Pointing dataset excerpts:
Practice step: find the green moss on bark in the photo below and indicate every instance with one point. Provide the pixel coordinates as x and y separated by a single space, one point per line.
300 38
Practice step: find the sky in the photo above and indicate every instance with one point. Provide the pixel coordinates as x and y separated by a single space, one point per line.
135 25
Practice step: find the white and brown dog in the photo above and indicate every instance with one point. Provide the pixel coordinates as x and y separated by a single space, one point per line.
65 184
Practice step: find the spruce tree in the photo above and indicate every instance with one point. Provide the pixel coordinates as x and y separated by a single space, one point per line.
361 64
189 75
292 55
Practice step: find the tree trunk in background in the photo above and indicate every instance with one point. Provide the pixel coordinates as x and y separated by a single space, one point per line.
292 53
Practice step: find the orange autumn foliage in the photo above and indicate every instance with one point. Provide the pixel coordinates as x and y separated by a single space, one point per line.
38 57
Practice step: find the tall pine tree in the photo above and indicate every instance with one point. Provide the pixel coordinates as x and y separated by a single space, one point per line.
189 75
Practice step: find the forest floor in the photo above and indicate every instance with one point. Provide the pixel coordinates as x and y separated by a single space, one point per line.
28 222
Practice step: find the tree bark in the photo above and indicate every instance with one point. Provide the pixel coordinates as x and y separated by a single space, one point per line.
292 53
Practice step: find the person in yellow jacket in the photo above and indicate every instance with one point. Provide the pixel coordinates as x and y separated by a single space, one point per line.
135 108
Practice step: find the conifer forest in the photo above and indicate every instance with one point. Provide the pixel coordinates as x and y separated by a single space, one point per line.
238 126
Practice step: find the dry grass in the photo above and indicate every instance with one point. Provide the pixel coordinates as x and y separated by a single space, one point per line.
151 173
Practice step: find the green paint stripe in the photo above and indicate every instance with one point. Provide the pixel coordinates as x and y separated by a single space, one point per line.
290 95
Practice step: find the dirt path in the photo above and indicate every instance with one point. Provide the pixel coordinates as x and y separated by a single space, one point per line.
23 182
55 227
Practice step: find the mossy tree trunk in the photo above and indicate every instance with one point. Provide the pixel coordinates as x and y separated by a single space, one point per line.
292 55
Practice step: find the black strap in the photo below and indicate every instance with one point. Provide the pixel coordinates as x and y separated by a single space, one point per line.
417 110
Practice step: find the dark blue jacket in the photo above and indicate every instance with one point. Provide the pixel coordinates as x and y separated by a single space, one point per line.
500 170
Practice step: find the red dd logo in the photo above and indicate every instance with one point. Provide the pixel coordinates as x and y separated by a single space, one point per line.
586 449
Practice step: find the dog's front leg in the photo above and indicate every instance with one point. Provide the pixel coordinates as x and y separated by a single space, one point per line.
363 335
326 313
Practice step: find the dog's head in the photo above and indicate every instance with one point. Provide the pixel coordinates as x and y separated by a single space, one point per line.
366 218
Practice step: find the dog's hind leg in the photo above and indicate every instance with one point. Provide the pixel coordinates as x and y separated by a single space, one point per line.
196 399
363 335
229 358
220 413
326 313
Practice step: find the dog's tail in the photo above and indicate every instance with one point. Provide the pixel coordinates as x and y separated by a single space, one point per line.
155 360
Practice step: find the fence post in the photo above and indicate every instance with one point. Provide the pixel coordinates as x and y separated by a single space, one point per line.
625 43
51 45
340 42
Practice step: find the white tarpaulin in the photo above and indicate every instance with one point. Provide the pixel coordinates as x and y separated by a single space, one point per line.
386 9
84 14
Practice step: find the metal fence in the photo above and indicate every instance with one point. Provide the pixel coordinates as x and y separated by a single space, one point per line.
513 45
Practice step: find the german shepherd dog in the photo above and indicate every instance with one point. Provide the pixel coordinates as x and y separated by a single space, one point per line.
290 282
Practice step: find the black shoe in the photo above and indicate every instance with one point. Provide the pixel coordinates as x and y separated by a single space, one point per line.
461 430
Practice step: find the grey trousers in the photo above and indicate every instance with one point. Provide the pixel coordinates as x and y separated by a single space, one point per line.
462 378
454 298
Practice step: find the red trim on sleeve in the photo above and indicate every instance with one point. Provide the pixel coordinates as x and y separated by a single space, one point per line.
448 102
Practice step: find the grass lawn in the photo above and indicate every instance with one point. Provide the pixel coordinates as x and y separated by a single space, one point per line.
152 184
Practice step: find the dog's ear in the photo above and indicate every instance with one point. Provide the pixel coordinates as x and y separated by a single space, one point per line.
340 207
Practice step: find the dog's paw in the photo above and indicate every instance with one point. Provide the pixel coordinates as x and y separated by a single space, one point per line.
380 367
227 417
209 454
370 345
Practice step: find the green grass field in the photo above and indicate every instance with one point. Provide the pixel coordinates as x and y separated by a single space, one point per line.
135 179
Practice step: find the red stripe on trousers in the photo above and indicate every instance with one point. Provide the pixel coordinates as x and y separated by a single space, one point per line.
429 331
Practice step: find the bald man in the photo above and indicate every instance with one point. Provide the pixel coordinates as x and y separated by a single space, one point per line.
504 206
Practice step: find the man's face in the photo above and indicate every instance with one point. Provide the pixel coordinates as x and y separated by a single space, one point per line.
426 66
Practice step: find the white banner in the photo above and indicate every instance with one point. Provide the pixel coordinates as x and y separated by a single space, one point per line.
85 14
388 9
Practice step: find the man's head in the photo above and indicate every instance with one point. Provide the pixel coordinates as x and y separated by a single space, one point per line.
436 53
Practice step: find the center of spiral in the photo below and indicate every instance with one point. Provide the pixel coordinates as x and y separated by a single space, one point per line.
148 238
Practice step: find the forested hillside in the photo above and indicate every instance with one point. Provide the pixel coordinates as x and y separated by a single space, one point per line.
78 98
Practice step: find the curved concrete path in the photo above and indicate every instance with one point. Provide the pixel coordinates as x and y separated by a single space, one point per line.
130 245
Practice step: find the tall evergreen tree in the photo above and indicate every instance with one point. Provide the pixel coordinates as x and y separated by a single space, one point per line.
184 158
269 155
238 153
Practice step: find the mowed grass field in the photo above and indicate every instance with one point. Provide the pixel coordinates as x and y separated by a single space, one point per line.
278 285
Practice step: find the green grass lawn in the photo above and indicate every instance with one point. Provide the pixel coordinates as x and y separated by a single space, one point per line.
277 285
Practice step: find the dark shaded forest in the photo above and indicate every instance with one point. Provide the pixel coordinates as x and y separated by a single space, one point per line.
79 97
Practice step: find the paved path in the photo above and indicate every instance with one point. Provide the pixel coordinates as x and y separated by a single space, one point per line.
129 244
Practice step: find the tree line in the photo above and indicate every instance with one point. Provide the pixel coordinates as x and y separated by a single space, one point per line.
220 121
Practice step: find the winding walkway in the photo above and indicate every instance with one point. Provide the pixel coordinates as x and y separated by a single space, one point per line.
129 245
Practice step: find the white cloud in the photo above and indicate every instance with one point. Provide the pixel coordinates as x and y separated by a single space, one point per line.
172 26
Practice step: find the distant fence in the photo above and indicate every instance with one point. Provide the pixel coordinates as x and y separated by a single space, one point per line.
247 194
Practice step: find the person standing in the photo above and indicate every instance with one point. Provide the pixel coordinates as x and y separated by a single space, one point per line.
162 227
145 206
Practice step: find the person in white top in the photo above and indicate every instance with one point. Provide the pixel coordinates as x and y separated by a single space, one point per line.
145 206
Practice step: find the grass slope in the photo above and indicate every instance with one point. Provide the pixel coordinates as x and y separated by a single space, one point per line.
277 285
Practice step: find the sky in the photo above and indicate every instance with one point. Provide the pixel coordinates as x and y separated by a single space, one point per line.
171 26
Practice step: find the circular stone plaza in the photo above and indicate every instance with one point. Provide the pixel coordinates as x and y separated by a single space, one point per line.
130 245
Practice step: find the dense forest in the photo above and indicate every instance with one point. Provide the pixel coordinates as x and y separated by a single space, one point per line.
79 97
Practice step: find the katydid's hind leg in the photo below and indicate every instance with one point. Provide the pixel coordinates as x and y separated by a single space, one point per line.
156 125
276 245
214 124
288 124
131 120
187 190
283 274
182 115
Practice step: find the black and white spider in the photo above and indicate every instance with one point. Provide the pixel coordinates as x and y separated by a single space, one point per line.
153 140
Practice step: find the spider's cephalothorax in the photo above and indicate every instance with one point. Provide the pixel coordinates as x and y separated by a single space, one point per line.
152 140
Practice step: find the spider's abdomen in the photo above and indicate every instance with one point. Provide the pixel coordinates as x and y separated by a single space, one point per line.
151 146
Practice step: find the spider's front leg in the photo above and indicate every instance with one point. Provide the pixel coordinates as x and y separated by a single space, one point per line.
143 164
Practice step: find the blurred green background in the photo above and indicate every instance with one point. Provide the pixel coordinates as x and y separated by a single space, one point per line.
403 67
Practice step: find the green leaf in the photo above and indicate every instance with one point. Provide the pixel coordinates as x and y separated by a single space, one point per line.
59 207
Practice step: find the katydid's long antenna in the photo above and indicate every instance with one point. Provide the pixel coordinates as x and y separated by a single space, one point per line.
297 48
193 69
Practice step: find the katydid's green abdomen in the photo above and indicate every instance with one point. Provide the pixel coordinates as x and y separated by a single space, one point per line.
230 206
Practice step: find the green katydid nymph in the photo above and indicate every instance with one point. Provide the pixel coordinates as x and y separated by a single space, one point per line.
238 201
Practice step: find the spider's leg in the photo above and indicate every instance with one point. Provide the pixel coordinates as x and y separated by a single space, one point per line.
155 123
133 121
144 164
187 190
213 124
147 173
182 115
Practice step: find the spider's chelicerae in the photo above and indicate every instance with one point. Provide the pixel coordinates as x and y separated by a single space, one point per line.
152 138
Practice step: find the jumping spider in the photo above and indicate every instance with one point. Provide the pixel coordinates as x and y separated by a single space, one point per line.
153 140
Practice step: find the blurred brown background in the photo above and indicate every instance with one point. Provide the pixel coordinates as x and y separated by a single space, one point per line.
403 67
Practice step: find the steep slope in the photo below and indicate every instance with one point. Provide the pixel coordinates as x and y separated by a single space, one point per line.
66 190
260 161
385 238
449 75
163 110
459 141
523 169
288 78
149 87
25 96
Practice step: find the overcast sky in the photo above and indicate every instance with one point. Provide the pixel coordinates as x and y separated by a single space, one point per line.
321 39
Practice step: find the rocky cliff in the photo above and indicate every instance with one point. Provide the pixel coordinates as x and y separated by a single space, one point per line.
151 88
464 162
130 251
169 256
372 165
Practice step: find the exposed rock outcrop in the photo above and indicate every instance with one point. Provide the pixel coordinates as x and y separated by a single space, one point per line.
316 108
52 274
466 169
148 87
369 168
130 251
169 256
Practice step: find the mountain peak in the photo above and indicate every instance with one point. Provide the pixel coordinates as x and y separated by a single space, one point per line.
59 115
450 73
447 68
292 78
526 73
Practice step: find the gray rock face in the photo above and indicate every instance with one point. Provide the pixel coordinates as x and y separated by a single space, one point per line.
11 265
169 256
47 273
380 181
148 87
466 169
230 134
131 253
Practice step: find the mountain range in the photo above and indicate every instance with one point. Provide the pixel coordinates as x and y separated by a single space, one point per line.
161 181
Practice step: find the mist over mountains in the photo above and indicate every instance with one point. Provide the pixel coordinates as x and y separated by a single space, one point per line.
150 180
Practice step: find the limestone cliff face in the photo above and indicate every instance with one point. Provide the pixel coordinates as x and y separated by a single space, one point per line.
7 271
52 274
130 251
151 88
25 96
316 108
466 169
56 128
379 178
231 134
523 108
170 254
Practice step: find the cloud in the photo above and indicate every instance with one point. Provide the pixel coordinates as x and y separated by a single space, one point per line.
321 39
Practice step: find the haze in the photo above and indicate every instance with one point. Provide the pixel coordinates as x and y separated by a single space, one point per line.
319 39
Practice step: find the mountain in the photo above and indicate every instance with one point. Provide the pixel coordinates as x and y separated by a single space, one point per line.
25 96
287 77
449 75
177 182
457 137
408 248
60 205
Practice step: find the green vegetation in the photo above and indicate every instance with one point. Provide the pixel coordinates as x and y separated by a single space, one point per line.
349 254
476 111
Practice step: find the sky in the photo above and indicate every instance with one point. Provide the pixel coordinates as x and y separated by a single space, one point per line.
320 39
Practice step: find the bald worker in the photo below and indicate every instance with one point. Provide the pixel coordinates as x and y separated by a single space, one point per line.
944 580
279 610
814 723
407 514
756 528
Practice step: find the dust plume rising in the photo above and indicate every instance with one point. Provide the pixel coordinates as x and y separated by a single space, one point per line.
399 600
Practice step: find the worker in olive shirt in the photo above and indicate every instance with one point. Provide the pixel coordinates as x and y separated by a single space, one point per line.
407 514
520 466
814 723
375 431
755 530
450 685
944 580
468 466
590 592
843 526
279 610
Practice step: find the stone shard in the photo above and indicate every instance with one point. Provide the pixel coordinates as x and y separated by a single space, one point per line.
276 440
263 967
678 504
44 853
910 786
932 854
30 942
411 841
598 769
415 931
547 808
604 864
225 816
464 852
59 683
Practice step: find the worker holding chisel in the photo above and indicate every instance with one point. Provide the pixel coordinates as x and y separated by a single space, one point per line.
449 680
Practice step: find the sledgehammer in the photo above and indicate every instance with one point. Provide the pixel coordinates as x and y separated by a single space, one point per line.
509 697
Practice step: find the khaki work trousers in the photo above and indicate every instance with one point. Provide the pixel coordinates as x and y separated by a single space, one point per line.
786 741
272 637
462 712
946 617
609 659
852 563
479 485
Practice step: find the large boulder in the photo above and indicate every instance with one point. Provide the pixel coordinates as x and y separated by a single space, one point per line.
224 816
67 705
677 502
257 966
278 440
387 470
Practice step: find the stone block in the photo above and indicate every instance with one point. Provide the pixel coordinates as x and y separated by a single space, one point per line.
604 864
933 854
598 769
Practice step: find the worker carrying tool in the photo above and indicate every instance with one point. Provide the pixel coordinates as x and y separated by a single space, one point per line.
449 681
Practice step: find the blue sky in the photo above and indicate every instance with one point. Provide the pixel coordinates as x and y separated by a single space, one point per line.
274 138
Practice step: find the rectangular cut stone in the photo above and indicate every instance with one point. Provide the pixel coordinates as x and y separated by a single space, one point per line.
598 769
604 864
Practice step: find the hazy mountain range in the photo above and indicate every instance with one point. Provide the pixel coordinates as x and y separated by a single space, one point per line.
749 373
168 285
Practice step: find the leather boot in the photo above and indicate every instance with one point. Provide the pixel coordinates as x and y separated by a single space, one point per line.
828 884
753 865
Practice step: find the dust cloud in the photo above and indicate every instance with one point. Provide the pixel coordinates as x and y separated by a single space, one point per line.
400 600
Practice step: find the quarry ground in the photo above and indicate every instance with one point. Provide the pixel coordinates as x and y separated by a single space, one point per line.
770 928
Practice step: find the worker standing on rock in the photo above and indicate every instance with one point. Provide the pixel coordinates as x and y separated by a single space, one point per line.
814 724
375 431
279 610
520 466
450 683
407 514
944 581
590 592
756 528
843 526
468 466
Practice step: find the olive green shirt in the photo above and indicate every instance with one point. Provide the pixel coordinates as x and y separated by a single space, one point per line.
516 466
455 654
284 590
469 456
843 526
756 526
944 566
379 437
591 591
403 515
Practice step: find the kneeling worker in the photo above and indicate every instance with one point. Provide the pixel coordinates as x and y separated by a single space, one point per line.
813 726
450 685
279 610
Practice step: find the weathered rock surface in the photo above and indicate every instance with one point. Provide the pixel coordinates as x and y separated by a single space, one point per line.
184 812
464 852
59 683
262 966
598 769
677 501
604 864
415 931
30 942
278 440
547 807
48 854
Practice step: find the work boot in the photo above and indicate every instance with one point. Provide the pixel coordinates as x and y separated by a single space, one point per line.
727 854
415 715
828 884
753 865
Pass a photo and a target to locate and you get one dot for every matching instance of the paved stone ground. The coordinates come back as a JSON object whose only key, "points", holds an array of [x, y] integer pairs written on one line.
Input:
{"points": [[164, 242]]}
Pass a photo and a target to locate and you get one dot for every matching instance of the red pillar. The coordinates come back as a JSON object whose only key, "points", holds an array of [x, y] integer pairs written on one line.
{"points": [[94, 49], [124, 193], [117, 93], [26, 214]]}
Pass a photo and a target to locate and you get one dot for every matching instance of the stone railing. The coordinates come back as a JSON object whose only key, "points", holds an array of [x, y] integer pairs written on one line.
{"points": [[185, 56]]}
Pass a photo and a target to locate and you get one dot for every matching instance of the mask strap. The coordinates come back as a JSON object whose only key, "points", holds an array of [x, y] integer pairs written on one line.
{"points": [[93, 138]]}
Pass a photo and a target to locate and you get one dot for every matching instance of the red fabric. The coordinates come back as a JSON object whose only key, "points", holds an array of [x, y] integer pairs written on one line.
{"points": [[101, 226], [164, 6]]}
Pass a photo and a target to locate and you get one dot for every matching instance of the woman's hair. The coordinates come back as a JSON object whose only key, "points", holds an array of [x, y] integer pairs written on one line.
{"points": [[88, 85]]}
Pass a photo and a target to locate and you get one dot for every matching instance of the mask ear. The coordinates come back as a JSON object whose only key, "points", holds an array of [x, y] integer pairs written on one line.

**WORK TO DO**
Return, unchanged, each line from the line containing "the red fabric." through the last line of the material.

**FULL RESPONSE**
Pass a photo and a target to locate and you get one dot for every matching instance of the red fabric. The coordinates come back as a JSON object whose only key, "points", holds an array of [x, y] integer pairs written on one line.
{"points": [[101, 226], [164, 6]]}
Pass a photo and a target to locate and you get one dot for every matching instance of the woman's hair. The coordinates come back as a JSON object whose only key, "points", holds an array of [x, y] integer pairs written on one line.
{"points": [[88, 85]]}
Pass a photo and a target to locate and you get one dot for every matching instance of the mask ear. The coordinates come back as a JSON object whose only key, "points", holds an array of [x, y] integer pairs written on one line.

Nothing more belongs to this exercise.